▸ Source extract:
·····
International researchers have created a new ultrasound probe capable of delivering more precise treatment to women with gynecological cancers, reported authors of a feasibility study published in the Journal of Medical Imaging.
A team from the University of Western Ontario in Canada modified a conventional ultrasound probe—housed in a majority of clinics—to create a technology capable of providing a 360-degree, 3D view of surgical tools and surrounding organs and tissue. When used in the operating room, the probe allows clinicians a clearer and more accurate view of where to insert needles into the tumor during interstitial brachytherapy, a type of radiation therapy.
"The problem with the procedure the way it is now is that doctors don't have a great way of seeing where those needles are going while they are placing them," said co-author Jessica Rodgers, PhD candidate at Western's Schulich School of Medicine & Dentistry, in a prepared statement. "If they can't place the needles precisely, they may not be placed optimally for giving treatment and may be impinging on organs that are nearby that you don't want to over irradiate."
In the study, the researchers used the novel transvaginal ultrasound (TVUS) system on six patients at the London Health Sciences Center (LHSC), in London, Ontario, Canada. In all participants, landmark anatomical features and all needles were “clearly visible,” the authors wrote.
·····
▸ Listed entries:
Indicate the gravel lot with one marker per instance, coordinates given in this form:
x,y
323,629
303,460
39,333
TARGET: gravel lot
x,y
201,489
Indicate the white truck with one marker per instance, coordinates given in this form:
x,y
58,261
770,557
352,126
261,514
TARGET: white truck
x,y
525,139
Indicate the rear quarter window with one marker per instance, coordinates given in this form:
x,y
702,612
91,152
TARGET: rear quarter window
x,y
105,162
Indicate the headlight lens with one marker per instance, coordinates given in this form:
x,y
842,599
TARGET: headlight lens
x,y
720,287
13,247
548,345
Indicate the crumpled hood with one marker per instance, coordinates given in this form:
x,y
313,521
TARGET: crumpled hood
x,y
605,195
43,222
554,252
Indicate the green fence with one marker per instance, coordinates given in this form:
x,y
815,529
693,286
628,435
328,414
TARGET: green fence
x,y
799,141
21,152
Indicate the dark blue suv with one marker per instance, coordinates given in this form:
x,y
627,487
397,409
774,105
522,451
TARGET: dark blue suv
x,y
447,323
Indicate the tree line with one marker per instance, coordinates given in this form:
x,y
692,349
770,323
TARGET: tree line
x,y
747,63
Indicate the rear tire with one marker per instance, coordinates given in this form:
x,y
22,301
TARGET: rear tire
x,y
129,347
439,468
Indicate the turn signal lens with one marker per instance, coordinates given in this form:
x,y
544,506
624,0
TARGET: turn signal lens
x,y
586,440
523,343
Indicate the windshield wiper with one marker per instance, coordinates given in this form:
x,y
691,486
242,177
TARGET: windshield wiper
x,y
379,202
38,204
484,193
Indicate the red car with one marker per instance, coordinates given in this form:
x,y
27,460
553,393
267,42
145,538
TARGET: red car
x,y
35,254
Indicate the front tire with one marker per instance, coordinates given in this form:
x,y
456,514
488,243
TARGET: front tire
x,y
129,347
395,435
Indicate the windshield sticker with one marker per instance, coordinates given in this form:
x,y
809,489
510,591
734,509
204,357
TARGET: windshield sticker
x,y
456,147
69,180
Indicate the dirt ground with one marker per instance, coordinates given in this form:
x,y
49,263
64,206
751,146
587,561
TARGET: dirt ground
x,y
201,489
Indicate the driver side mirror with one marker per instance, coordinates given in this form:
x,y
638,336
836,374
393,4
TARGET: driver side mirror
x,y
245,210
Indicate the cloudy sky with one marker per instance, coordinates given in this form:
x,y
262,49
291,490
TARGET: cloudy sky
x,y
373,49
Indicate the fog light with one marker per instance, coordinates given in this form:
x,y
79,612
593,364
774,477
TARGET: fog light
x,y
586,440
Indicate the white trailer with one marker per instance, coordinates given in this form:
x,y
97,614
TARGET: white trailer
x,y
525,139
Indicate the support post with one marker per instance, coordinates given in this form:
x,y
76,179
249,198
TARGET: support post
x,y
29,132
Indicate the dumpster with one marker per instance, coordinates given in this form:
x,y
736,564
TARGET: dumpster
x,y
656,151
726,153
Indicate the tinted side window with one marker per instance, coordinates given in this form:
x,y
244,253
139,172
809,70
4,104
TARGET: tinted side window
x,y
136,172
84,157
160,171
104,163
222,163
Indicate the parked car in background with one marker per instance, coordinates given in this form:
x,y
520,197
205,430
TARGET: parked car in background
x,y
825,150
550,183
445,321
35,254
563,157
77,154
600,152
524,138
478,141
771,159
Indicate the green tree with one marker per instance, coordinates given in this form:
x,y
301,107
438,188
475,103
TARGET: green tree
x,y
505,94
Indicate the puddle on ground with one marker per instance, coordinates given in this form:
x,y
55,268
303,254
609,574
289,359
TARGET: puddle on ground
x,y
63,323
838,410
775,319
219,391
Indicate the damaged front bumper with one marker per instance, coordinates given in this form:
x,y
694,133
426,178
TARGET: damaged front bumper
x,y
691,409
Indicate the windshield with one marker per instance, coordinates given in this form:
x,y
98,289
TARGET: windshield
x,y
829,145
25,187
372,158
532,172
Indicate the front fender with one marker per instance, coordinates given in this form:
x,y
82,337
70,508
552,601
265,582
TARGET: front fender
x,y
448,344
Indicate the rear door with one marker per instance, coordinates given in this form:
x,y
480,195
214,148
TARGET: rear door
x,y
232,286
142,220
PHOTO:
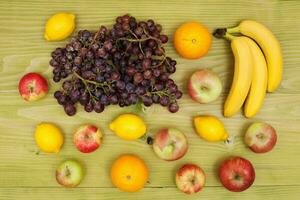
·····
▸ Apply what you read:
**1)** Decide whether each statement agrees with the article on the new ultrasound probe, answering yes or no and quoting the words of the article that settle it. (a) The researchers built their device by modifying a conventional ultrasound probe. (b) The transvaginal ultrasound system was used on twelve patients. (c) The probe provides a 180-degree view of surgical tools and surrounding tissue.
**2)** Extend the article on the new ultrasound probe with a few more sentences, beginning right after its final sentence.
The rows are separate material and have no connection to the article on the new ultrasound probe.

▸ Answers to this exercise:
**1)**
(a) Yes: "modified a conventional ultrasound probe"
(b) No: "on six patients at the London Health Sciences Center (LHSC)"
(c) No: "a 360-degree, 3D view of surgical tools and surrounding organs and tissue"

**2)**
"This technology provides the operator live feedback and visualization of the needle placement in real time, and allows for needles to be adjusted while the patient is still asleep," said Vikram Velker, MD, a professor at Schulich Medicine & Dentistry, Lawson Health Research Institute researcher and radiation oncologist at LHSC.
Ultrasound technology is much cheaper than other imaging modalities and therefore may benefit more resource-strapped regions, the authors noted.
"Access to high-end imaging systems like CT and MRI to diagnose and treat diseases is difficult in some places in the world,” said principal investigator Aaron Fenster, PhD, of the University of Western Ontario. “So for that reason, we've been focusing on ultrasound which is widely available everywhere in the world and can be used for a variety of applications.”